Every entry below should be printed exactly.

'''

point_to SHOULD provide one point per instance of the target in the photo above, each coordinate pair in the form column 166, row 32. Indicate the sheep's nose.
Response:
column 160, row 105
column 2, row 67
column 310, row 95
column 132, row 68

'''

* [Response for this exercise]:
point_to SHOULD provide one point per instance of the target in the photo above, each coordinate pair in the form column 166, row 32. Indicate the sheep's nose.
Response:
column 160, row 105
column 2, row 67
column 310, row 95
column 132, row 68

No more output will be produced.